=== Supplied text ===

Yes, you're probably right. And I'm probably not the best judge of traction, as I abuse those factory traction wheels with long consists, high speed and smoke. And I usually double head everything. That's why I tell people to try it for themselves on an old locomotive and see how it works for them.


----------



## AmFlyerFan (Jan 27, 2019)

*an old thread.*

I was looking for info on replacement issues for a Pul-Mor tire on my Atlantic 307.
This thread has some good info. Parts have been ordered.
My question is; Which year did AF start using Pul-Mors on their steamers?

I see some have the PM's on the back (my 21085's), some on the front (my 307), my 302ac has none. I suppose through trial & error AF figured out the best placement for PM's.
All my steamers are running, smoking, & looking good. No smoke in the 307 (yet).


----------



## AmFlyer (Mar 16, 2012)

===

## Exercise set:
1 > In the forum thread, why does the first post advise people to try it for themselves on an old locomotive?
2 > Summarize the forum thread in two sentences.

=== Dataset excerpts ===

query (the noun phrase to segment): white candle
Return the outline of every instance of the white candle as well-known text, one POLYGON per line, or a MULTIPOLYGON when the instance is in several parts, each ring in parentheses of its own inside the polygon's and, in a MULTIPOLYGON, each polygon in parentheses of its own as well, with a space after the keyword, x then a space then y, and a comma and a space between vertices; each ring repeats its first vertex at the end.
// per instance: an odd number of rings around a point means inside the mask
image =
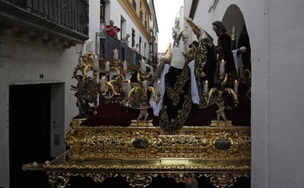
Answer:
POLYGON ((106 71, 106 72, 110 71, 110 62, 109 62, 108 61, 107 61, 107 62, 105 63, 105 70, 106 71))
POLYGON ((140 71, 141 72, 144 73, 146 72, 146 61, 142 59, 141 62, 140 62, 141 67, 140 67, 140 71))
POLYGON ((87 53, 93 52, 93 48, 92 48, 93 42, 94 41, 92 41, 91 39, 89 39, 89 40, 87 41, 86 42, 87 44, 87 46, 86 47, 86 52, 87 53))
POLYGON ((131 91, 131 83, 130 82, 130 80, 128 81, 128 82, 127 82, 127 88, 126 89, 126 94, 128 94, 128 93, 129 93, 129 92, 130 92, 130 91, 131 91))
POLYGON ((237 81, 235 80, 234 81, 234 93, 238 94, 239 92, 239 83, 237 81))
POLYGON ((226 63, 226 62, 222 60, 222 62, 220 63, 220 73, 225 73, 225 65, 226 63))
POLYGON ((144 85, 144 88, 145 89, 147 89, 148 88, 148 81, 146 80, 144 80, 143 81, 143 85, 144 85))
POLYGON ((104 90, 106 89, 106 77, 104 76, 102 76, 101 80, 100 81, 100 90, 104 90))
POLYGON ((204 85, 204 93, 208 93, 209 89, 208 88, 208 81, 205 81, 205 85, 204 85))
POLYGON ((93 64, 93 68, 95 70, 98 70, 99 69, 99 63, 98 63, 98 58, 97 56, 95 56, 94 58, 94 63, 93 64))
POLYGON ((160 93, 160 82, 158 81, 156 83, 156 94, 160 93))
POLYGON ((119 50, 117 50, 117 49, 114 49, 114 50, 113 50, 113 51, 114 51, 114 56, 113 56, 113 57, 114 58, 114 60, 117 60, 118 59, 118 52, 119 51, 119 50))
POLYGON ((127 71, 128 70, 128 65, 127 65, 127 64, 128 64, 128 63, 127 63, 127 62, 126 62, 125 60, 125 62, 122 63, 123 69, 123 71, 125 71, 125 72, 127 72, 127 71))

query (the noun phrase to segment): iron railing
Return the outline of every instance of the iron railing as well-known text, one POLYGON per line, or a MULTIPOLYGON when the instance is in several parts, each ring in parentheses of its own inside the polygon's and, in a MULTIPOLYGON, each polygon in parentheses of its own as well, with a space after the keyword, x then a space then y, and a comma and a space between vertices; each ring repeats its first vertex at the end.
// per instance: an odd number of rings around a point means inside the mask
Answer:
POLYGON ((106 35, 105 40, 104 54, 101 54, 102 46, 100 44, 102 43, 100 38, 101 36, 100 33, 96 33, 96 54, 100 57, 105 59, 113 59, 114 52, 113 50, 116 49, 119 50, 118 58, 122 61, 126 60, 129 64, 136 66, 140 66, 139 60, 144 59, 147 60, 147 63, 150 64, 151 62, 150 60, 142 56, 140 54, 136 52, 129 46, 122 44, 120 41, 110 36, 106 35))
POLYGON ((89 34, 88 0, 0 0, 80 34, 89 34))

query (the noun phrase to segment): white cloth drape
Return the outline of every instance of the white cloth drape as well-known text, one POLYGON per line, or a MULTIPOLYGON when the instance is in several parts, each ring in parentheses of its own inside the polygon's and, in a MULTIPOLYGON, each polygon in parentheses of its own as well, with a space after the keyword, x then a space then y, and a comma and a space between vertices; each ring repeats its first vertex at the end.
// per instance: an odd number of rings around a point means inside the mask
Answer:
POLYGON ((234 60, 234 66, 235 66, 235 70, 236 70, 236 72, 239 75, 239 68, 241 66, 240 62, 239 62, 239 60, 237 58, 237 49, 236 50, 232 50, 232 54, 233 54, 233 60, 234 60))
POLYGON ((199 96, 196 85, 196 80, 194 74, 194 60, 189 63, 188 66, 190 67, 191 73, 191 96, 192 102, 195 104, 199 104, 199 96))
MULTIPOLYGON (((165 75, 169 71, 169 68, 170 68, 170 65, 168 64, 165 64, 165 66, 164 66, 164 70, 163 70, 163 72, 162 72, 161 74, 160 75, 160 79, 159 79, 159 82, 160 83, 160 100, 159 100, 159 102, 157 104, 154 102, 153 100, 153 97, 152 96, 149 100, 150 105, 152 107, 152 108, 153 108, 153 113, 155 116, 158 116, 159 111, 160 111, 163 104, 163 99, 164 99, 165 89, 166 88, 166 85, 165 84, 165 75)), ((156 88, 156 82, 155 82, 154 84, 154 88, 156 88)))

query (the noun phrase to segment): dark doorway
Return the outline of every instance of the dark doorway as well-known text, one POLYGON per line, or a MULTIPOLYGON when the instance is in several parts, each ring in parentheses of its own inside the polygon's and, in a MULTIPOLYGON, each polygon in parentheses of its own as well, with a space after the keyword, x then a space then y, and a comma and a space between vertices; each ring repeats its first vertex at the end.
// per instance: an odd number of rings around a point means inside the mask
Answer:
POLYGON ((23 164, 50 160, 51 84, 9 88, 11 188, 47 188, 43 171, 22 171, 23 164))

===

## Written responses:
1 > The writer admits to probably not being the best judge of traction, having abused the factory traction wheels with long consists, high speed and smoke, and usually double heading everything. For that reason, people are told to test it on an old locomotive and see how it works for them.

2 > One poster, who runs factory traction wheels hard with long consists, high speed and smoke and usually double heads, suggests others try it on an old locomotive and judge for themselves. AmFlyerFan has ordered parts to replace a Pul-Mor tire on an Atlantic 307, asks what year AF began putting Pul-Mors on its steamers, and notes that the tires sit on the back of the 21085s, on the front of the 307, and are absent from the 302ac.